─── DATA SECTION ───

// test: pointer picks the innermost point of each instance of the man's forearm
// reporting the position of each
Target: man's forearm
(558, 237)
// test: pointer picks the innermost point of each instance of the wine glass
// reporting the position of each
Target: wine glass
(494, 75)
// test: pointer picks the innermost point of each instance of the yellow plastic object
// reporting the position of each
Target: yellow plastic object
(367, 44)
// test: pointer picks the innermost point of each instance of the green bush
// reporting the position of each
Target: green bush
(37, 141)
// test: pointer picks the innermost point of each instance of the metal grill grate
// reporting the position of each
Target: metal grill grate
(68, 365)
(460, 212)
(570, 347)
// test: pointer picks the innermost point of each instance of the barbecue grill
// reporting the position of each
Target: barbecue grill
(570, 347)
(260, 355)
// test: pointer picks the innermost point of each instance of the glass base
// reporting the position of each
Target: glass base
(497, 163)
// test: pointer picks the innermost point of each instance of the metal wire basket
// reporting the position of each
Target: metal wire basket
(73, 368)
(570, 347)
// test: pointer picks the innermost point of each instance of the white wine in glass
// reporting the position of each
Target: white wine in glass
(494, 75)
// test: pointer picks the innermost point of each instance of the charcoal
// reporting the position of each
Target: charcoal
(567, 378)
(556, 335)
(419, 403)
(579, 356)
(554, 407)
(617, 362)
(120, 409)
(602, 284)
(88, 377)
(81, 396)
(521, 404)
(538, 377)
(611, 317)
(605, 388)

───

ACTIVITY => Each line above must be retyped exactly in the response.

RESPONSE AREA =>
// test: pointer picks the innermost point of each instance of the man's forearm
// reporting the position of each
Target: man's forearm
(558, 237)
// test: pointer picks the innermost point of each instance of the wine glass
// reporting the position of each
Target: wine glass
(494, 75)
// test: pointer picks the innermost point of each instance of the yellow plastic object
// reporting the position of each
Target: yellow plastic object
(367, 44)
// test: pointer picks the innermost point of each instance of the green bush
// reporting the position of each
Target: green bush
(37, 141)
// test: pointer picks the innermost point of each instance of the metal grill grate
// reporting the position of each
Target: metal grill grate
(68, 365)
(460, 212)
(570, 347)
// test: pointer picks the innermost point of each instance of the barbecue grill
// reporting the position of each
Target: barbecue grill
(570, 347)
(260, 355)
// test: pointer picks the innermost point of each instance of the glass base
// reporting the position of each
Target: glass base
(497, 163)
// test: pointer picks the innermost point of each instance of the metal wire basket
// reporting the position of each
Target: metal wire basket
(73, 368)
(570, 347)
// test: pointer picks the innermost point of each instance of the white wine in glass
// reporting the position of each
Target: white wine in glass
(494, 75)
// test: pointer picks the innermost point of each instance of the charcoal
// reporting the position of each
Target: charcoal
(567, 378)
(556, 335)
(419, 403)
(579, 356)
(554, 407)
(617, 362)
(120, 409)
(602, 284)
(88, 377)
(81, 396)
(521, 404)
(538, 377)
(611, 317)
(605, 388)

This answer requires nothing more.